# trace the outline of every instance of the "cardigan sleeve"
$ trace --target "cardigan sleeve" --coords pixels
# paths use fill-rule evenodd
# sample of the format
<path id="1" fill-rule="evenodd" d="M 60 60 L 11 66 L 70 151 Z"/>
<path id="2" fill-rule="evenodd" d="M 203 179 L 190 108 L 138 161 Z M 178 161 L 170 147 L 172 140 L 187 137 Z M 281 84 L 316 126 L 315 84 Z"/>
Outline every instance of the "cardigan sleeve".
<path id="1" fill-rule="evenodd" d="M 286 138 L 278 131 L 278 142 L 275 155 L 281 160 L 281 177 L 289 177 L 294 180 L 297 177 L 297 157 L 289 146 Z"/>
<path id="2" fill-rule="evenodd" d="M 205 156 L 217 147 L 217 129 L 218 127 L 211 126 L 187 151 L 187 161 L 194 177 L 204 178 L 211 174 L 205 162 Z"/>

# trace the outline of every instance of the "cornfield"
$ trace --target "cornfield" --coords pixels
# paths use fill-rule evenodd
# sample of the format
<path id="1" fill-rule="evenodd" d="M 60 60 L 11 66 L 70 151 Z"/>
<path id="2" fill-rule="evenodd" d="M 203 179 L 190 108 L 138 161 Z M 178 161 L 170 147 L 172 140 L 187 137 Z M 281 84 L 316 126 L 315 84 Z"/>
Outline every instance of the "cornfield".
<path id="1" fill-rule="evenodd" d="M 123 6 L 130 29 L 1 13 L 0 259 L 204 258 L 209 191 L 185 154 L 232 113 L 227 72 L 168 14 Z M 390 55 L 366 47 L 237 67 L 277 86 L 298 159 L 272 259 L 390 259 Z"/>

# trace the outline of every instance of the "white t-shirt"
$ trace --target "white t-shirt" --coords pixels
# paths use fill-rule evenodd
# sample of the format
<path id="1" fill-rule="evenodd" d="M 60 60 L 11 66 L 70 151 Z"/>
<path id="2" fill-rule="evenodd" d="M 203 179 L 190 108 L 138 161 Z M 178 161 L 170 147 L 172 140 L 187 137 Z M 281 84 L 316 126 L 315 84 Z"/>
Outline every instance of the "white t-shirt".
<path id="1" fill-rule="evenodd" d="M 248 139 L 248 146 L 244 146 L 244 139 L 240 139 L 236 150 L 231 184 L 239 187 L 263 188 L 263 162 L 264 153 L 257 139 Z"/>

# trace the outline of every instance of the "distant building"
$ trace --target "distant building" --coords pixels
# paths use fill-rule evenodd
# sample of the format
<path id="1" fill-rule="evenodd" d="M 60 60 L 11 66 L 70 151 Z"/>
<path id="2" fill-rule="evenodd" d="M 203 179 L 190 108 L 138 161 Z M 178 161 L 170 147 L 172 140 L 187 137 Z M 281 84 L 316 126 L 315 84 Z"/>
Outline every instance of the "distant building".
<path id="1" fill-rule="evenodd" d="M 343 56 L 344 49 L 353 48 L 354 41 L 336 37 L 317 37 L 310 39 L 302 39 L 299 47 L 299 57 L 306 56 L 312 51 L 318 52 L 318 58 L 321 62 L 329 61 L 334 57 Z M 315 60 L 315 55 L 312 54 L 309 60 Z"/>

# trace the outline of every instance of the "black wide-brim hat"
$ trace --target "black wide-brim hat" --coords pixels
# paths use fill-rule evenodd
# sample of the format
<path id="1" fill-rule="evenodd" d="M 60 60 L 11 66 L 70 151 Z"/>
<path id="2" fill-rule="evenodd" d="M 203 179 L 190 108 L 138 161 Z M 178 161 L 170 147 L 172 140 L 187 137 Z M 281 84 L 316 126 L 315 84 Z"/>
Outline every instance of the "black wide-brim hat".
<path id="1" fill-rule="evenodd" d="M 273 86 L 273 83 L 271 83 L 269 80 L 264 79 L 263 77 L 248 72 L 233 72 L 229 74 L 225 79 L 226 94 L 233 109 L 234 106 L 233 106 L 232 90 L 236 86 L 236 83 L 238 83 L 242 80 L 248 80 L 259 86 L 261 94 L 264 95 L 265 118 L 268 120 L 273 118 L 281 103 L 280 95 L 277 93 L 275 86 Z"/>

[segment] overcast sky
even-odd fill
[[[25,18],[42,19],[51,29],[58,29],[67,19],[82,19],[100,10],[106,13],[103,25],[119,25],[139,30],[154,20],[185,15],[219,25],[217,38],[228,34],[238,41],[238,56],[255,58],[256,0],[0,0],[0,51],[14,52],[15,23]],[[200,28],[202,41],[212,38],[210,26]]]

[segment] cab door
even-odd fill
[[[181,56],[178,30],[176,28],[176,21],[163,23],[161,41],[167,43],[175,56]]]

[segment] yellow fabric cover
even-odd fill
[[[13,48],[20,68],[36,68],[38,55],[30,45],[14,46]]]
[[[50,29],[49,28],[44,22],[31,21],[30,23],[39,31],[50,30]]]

# # # # # # #

> WRITTEN TASK
Copy out the part of the listing that opens with the line containing "[segment] cab door" and closes with the final line of the listing, reproducing every character unchanged.

> EXERCISE RESPONSE
[segment] cab door
even-odd fill
[[[181,56],[178,30],[176,28],[176,21],[163,23],[161,41],[167,43],[175,56]]]

[segment] yellow fabric cover
even-odd fill
[[[13,48],[20,68],[36,68],[38,55],[30,45],[14,46]]]
[[[50,29],[49,28],[44,22],[31,21],[30,23],[39,31],[50,30]]]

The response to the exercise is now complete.